--- Task data ---
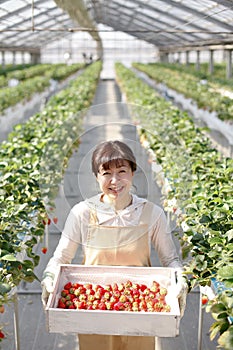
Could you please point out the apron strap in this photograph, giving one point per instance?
(144, 219)
(93, 220)
(146, 213)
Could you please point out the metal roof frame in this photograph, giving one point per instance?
(168, 24)
(196, 32)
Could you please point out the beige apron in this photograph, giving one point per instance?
(118, 245)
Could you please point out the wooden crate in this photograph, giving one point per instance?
(162, 324)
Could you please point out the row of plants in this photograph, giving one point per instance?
(10, 96)
(207, 94)
(23, 74)
(218, 75)
(197, 187)
(11, 67)
(32, 163)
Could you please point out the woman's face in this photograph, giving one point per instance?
(116, 181)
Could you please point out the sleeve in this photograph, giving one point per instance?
(69, 241)
(163, 242)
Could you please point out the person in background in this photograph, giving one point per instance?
(115, 227)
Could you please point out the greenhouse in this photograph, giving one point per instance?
(116, 174)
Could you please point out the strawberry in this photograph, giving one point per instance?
(68, 303)
(163, 291)
(64, 292)
(118, 306)
(109, 305)
(61, 303)
(2, 335)
(102, 306)
(2, 309)
(68, 285)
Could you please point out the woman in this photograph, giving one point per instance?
(115, 227)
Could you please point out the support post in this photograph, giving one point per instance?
(228, 64)
(200, 323)
(211, 62)
(198, 61)
(16, 321)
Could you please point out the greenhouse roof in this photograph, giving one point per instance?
(166, 24)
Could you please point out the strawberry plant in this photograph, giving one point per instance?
(128, 296)
(200, 188)
(207, 95)
(28, 159)
(37, 81)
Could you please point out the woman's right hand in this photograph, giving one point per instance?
(47, 287)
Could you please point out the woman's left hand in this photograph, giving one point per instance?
(182, 289)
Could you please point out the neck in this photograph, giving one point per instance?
(118, 204)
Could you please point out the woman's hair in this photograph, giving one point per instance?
(112, 152)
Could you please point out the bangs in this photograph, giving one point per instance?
(112, 153)
(114, 163)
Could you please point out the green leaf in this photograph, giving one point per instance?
(8, 257)
(229, 235)
(226, 339)
(4, 288)
(226, 272)
(218, 308)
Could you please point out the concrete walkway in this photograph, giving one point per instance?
(107, 119)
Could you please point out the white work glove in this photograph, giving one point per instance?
(47, 287)
(181, 290)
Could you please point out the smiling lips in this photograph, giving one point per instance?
(116, 189)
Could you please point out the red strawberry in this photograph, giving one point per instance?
(2, 335)
(102, 306)
(64, 292)
(118, 306)
(68, 285)
(2, 309)
(61, 303)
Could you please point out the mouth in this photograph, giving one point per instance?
(116, 190)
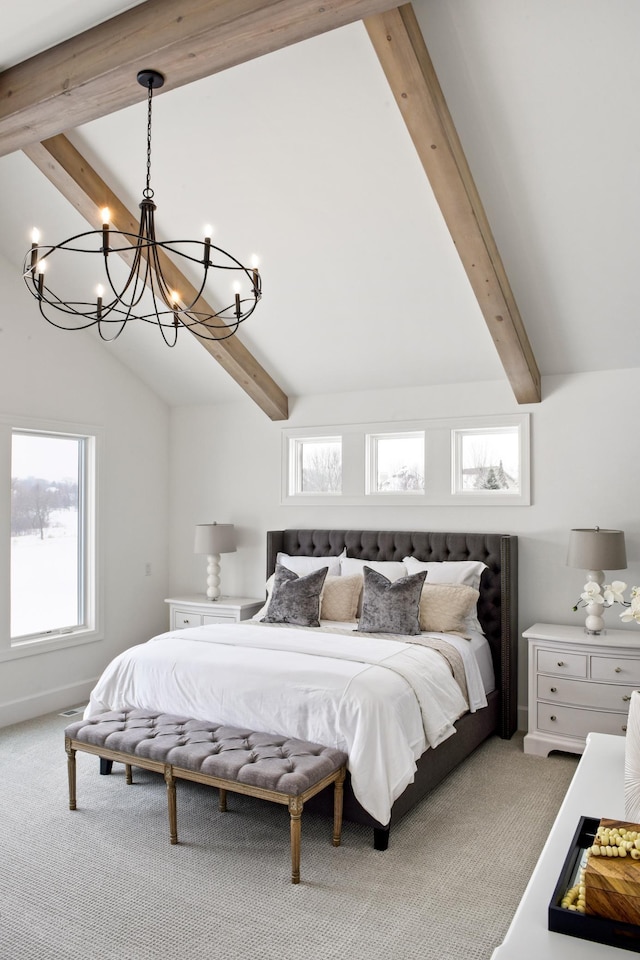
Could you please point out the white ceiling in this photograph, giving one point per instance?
(302, 157)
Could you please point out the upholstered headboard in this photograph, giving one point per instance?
(498, 603)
---
§ The problem: Return the listing above word for word. Keep the images out.

§ Answer section:
Could you please point out the apron strap in this photograph, giving one point per instance?
(144, 219)
(93, 220)
(146, 213)
Could you please point out the metal roof frame in this photograph, giving one point per instance?
(168, 24)
(196, 32)
Could you please point out the beige apron in this photograph, giving one point per instance?
(118, 245)
Could you please point out the wooden crate in this photograph, giving one point per instance?
(162, 324)
Could you please point out the row of plants in this photograph, giving one point per instance?
(10, 96)
(207, 94)
(23, 74)
(218, 75)
(197, 187)
(11, 67)
(32, 163)
Could you please point out the woman's face in this photograph, giving one point per instance?
(116, 181)
Could you please point out the sleeve in this photograph, giving one point per instance?
(69, 241)
(163, 242)
Could you please point out the person in background in this photograph, giving one point per instance?
(115, 227)
Could you please point out the greenhouse in this photograph, giving one point per instance?
(116, 174)
Could you please point out the strawberry in this photograph, giving one point per instance?
(68, 303)
(163, 291)
(64, 292)
(118, 306)
(109, 305)
(61, 303)
(2, 335)
(102, 306)
(2, 309)
(68, 285)
Could you please point out the woman in this photograph, giving one point per instance?
(115, 227)
Could you please point out the support post in this photograph, giving one point per instance?
(228, 64)
(200, 323)
(211, 62)
(198, 61)
(16, 321)
Could you please point out the greenhouse roof in this photograph, giving one point per instance?
(166, 24)
Could you please point out the strawberry plant in this photograph, giving one point per instance?
(128, 296)
(200, 188)
(207, 95)
(28, 159)
(37, 81)
Could you please point out the woman's right hand in this photograph, giving one point per instance?
(47, 287)
Could you please point out the woman's left hand in this photograph, giving one point per instance?
(182, 289)
Could you please point out the neck in this photograph, giving one point per instance?
(118, 204)
Could you please point out the woman's hair in this photograph, giving one point per instance?
(112, 152)
Could you please point out the bangs in this photograph, giving one point per instance?
(112, 153)
(114, 163)
Could you please point out the green leaf in this photograph, giving one point per instance?
(8, 257)
(229, 235)
(226, 339)
(4, 288)
(226, 272)
(218, 308)
Could you please point out the concrete walkway in this photograph, giving one point per instance?
(107, 119)
Could you please point out the white work glove in this photograph, giving one point per instance?
(47, 287)
(181, 290)
Could you please point out the smiling lips in this photograph, giving one point per instance?
(116, 189)
Could you please point out the red strawberry in this photograph, giving one point per instance?
(2, 335)
(102, 306)
(64, 292)
(118, 306)
(68, 285)
(2, 309)
(61, 303)
Could you please point out the mouth in this photograph, giving one point per instance?
(116, 190)
Could you please point out the white ceiling in this photograph, giving one point per instance?
(302, 157)
Could you please point out the upholstered headboard in this photograph, giving one point per instance?
(498, 603)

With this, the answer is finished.